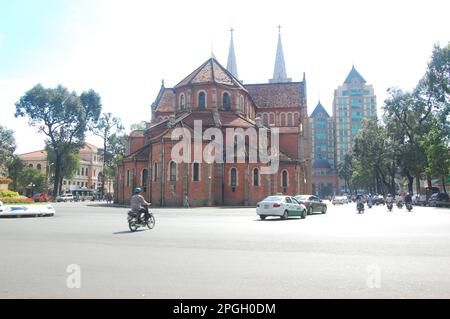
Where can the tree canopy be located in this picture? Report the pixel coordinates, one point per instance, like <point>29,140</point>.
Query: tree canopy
<point>63,116</point>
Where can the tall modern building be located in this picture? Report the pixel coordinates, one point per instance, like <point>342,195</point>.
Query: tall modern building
<point>354,101</point>
<point>324,176</point>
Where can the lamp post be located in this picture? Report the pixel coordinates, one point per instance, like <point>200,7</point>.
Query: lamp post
<point>32,189</point>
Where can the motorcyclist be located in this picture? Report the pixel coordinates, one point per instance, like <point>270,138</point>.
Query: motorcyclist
<point>408,198</point>
<point>358,201</point>
<point>390,199</point>
<point>369,200</point>
<point>139,205</point>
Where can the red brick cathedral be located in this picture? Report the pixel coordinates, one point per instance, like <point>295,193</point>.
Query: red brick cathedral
<point>215,96</point>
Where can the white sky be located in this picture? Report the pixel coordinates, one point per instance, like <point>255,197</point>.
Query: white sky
<point>122,49</point>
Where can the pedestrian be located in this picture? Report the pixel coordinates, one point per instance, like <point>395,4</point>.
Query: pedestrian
<point>186,201</point>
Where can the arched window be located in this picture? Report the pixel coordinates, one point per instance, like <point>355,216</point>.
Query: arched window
* * * * * * *
WORK TO BE COMPLETED -> What you return must match the lines from the top of the data through the line with "Where can the lamp" exactly, with the pictures removed.

SOLUTION FOR THIS PROBLEM ->
Where can the tree canopy be located in this picture? Report the pixel coordinates, one point per instance, like <point>29,140</point>.
Query: tree canopy
<point>63,116</point>
Where can the tall modern building be located in this picture? Report the pixel coordinates, one point per instance, like <point>342,195</point>.
Query: tall modern building
<point>354,101</point>
<point>324,176</point>
Where can the lamp post be located in this picture? Report the pixel coordinates, one point per instance, like <point>200,7</point>.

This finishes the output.